Avant tout œuvre de prestige, il était placé sur le joug des bœufs lors des grandes occasions telles que les processions ou les fêtes.

 

 

 

 

Rappel :

Á propos de l'art populaire

 

                                                                  

 

 

L'art populaire est généralement associé à un ensemble d'objets inscrits dans un territoire, empreints d'une certaine modestie ou de naïveté, fabriqués par un artisan autodidacte inconnu dont la spontanéité et l'humour séduisent. L'expression "art populaire" suggère la réalisation d'objets hors du champ artistique institutionnel et leur fréquente inscription dans un passé rural. Mais la notion reste difficile à préciser notamment parce qu'elle réunit deux concepts vertigineux : l'art et le peuple.

L'objet d'art populaire évolue dans une sphère culturelle assez floue où s'entremêlent l'art et la culture. Bien souvent, c'est un objet du quotidien, de la maison ou des champs, dont le statut va osciller sous un regard contemporain entre celui d'œuvre artistique décorative et celui d'objet témoin : certes, cette plaque à beurre est habilement décorée , mais elle permet aussi d'illustrer le contexte social de son utilisation, de témoigner d'une pratique particulièrement localisée, très différenciée d'une vallée alpine à une autre ; les producteurs de beurre gravaient une combinaison de décors qui attestaient la propriété de leurs produits.

◆ CONSIGNES DE TRAVAIL ◆
a) D'après l'extrait consacré à l'art populaire, pourquoi la notion d'art populaire reste-t-elle difficile à préciser ? Répondez en une à trois phrases.
b) Recopiez, dans l'extrait consacré à l'art populaire, tout le passage depuis « L'art populaire est » jusqu'à « et le peuple. ».
Basez-vous uniquement sur l'extrait consacré à l'art populaire.

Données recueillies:
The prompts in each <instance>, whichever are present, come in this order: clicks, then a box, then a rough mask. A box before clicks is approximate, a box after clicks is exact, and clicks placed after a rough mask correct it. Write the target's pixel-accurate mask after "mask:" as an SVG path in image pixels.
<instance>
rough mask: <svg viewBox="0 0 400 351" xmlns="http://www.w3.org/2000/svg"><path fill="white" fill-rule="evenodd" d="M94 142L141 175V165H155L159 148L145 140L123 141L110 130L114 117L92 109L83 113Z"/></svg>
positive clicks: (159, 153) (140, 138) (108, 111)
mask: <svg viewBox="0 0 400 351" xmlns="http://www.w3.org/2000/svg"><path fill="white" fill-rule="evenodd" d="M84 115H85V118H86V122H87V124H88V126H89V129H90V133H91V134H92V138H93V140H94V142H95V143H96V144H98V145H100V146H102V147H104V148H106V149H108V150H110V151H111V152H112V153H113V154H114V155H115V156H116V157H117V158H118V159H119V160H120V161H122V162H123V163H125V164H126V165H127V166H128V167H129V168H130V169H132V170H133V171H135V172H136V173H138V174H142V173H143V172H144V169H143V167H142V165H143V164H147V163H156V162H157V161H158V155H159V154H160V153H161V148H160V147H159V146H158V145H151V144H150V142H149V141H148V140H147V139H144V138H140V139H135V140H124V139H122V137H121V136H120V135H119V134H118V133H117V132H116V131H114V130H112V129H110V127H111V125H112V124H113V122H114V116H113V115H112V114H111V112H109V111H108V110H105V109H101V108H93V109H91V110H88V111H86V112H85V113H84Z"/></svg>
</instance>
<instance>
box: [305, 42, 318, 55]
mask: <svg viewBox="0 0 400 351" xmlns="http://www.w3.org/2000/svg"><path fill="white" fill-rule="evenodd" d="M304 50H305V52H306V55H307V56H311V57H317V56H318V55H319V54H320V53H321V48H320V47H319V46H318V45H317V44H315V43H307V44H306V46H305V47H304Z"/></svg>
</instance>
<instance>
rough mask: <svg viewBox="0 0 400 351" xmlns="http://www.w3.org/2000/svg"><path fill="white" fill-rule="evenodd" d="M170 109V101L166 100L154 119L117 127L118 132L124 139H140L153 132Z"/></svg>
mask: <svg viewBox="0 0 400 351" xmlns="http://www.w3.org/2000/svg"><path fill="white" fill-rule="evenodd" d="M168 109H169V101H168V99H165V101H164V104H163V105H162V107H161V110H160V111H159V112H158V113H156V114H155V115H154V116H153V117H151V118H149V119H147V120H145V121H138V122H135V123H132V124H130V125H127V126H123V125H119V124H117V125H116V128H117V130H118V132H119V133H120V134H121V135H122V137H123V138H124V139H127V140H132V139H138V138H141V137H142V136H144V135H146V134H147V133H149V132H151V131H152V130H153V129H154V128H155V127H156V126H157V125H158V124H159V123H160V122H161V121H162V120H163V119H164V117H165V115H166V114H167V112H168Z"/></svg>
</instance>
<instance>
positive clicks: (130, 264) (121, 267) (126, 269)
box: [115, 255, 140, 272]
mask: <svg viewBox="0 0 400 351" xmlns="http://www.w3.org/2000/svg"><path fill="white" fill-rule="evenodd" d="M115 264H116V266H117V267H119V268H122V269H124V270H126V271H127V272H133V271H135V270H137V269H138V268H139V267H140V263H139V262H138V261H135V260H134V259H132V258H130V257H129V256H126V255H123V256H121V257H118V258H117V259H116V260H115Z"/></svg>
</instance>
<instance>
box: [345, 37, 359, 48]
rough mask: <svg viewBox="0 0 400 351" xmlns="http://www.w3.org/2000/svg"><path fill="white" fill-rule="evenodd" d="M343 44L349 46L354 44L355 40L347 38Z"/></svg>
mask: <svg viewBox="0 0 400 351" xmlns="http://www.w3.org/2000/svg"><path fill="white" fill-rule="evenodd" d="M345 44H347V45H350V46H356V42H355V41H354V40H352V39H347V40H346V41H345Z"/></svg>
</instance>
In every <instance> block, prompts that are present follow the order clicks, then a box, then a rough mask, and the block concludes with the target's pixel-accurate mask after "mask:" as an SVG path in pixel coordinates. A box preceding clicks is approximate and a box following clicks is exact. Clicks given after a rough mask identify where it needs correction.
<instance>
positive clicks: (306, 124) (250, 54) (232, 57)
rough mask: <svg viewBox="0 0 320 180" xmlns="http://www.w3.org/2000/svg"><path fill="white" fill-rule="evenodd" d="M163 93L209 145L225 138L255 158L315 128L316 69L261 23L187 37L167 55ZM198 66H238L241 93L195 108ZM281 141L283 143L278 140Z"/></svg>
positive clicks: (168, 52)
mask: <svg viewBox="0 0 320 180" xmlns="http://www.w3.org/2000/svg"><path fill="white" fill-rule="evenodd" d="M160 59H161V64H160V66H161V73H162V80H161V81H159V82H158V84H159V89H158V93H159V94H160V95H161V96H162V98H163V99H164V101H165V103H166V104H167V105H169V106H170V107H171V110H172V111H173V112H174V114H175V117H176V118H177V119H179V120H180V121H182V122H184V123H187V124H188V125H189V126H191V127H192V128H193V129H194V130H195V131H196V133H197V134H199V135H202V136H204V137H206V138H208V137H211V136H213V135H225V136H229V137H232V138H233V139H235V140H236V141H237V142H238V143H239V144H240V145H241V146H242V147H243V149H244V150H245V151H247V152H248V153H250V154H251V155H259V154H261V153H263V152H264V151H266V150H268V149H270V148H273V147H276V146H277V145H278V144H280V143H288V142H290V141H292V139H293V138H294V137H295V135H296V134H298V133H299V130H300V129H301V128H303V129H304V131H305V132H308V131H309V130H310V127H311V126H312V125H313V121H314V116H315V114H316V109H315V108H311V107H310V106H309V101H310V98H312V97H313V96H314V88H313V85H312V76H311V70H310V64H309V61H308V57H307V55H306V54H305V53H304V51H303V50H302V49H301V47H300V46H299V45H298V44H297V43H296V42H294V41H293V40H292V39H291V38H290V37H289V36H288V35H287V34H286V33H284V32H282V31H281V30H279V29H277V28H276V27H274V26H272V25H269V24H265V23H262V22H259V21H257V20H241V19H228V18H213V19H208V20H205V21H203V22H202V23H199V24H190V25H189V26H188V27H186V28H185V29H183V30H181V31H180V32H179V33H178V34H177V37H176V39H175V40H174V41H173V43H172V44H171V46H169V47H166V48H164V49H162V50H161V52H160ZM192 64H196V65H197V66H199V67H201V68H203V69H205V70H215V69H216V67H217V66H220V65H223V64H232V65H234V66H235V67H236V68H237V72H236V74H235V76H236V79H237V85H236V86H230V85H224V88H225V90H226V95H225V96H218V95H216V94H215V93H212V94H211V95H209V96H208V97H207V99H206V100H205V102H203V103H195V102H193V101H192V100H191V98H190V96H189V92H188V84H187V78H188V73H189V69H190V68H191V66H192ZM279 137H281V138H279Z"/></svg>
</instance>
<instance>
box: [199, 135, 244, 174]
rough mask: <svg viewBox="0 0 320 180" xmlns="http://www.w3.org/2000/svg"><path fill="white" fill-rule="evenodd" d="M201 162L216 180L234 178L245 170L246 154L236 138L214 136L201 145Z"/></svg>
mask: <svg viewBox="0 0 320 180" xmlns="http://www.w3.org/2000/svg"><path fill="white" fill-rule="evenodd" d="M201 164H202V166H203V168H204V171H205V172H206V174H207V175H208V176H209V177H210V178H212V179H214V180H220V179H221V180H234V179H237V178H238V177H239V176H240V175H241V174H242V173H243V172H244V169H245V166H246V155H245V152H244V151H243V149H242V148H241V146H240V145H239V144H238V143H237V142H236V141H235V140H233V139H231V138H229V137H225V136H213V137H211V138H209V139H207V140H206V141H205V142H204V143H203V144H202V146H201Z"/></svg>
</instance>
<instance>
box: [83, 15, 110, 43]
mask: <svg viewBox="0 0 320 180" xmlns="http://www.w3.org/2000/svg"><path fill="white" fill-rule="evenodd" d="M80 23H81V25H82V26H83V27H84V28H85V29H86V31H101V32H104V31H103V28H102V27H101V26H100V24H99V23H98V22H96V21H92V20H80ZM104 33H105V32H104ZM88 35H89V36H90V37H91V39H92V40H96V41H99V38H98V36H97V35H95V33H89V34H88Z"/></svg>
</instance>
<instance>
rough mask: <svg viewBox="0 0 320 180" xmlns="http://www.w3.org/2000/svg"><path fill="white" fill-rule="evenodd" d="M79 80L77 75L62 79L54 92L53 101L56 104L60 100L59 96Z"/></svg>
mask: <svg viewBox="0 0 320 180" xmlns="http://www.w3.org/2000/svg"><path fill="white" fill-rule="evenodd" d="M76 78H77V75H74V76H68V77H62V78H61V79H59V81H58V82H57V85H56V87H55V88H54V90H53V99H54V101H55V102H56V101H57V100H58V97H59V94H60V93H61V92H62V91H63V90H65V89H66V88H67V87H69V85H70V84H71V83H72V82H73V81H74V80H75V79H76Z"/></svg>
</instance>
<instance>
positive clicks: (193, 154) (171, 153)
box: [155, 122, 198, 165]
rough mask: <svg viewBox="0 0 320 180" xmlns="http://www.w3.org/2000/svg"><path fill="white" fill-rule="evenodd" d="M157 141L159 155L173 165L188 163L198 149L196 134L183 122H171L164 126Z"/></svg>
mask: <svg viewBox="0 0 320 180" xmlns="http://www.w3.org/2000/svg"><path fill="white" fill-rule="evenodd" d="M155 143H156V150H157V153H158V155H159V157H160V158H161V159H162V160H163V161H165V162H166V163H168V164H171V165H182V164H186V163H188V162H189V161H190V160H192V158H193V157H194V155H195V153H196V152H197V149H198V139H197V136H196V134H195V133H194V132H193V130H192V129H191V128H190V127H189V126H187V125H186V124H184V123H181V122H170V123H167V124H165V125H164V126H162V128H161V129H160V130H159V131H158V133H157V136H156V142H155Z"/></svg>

◆ LISTE DES RÉPONSES ◆
a) La notion d'art populaire reste difficile à préciser notamment parce qu'elle réunit deux concepts vertigineux : l'art et le peuple.

b)
L'art populaire est généralement associé à un ensemble d'objets inscrits dans un territoire, empreints d'une certaine modestie ou de naïveté, fabriqués par un artisan autodidacte inconnu dont la spontanéité et l'humour séduisent. L'expression "art populaire" suggère la réalisation d'objets hors du champ artistique institutionnel et leur fréquente inscription dans un passé rural. Mais la notion reste difficile à préciser notamment parce qu'elle réunit deux concepts vertigineux : l'art et le peuple.